Extrait à lire:
━━━━━━━━━━

Tapez les premiers mots d’une question sur Google : «Veut-elle». Le moteur de recherche propose : «Veut-elle sortir avec moi ?», «Veut-elle me quitter ?», «Veut-elle me revoir ?». C’est ce qu’on appelle l’autocomplétion. Un artiste en a fait le moteur d'un magnifique poème d’amour.
Quand un homme répond favorablement à vos messages, comment l’interpréter ? Que signifie sa gentillesse ? Avant les années 2000, on demandait conseil à des proches. Maintenant on va sur Internet et on tape des questions pour trouver la réponse : «Veut-il… ?», «Veut-elle… ?». S’appuyant sur les recherches les plus fréquemment effectuées sur Google concernant l’amour, un artiste a créé une machine à générer automatiquement des requêtes. L’oeuvre s’intitule Glaciers. Il s’agit d’un poème en diptyque, constitué de trois écrans, trois liseuses reliées à Internet. Sur la première on peut lire, à l’encre électronique : «Veut-il m’épouser / Veut-il sortir avec moi / Veut-il être mon petit copain». Sur la seconde : «Veut-elle m’épouser / Veut-elle être ma petite copine / Veut-elle m’embrasser». Sur la troisième : «Je ne veux jamais…» (1). Suivent les trois choses qu’on «ne veut jamais», et dont je préfère ici ne pas dévoiler la nature. Il faut aller voir cette oeuvre pour en savoir plus. Elle est actuellement exposée à la galerie Charlot (Paris), dans le cadre d’une exposition intitulée Data Dating, consacrée à «l’impact des nouvelles technologies dans le domaine de l’amour et des relations sexuelles».

━━━━━━━━━━

[Entrées du jeu de données enregistrées]

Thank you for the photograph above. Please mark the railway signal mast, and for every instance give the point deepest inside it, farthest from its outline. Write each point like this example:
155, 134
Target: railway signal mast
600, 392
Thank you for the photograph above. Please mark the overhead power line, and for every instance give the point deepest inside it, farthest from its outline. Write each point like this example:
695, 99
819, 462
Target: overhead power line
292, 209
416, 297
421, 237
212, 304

━━━━━━━━━━

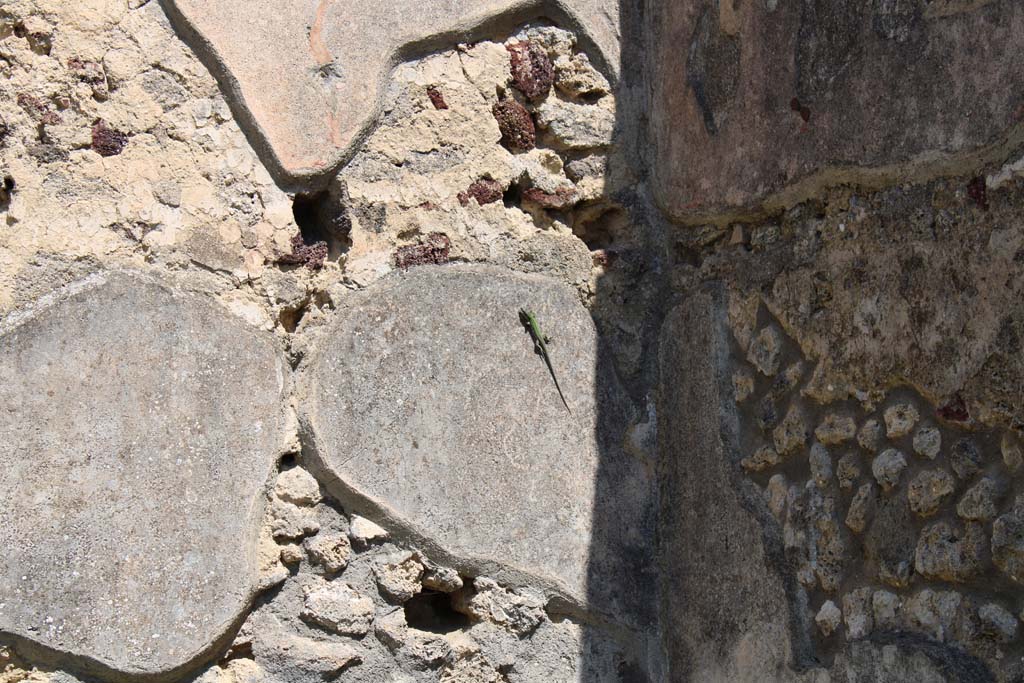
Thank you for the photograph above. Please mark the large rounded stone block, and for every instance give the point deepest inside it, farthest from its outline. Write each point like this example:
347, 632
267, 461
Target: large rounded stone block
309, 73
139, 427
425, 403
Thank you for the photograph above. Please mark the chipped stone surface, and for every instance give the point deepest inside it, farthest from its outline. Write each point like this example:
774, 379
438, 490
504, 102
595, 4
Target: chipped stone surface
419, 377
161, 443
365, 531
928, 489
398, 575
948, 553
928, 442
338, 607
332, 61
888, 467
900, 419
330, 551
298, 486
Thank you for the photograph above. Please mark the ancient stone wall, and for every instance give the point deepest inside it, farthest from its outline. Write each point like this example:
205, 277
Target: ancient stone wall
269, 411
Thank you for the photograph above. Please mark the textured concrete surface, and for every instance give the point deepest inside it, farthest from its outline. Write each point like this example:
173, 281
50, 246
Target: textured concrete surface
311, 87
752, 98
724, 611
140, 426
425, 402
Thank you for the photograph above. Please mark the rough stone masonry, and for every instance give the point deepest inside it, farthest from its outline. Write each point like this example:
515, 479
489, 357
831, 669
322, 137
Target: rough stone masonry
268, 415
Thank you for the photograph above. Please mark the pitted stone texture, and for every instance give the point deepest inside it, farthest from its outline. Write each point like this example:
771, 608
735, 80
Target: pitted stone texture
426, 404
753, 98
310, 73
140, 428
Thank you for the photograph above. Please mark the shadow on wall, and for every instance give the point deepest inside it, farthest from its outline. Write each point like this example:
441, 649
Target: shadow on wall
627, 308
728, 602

━━━━━━━━━━

Tâches à réaliser:
1: Répondez aux questions suivantes à partir de l'extrait sur l'œuvre Glaciers.
(a) Combien de liseuses composent l'œuvre ?
(b) Quel est le titre de l'exposition où elle est présentée ?
(c) Dans quelle galerie est-elle actuellement exposée ?
2: Indiquez si chacune des affirmations suivantes concorde avec l'extrait sur l'œuvre Glaciers.
(a) Avant les années 2000, on demandait conseil à des proches.
(b) Le poème est imprimé à l'encre sur du papier.
(c) L'exposition se tient dans une galerie de Lyon.

Liste des solutions:
1:
(a) Trois liseuses reliées à Internet.
(b) Data Dating.
(c) La galerie Charlot, à Paris.

2:
(a) Oui : «Avant les années 2000, on demandait conseil à des proches.»
(b) Non : «trois liseuses reliées à Internet» et «à l’encre électronique».
(c) Non : «galerie Charlot (Paris)».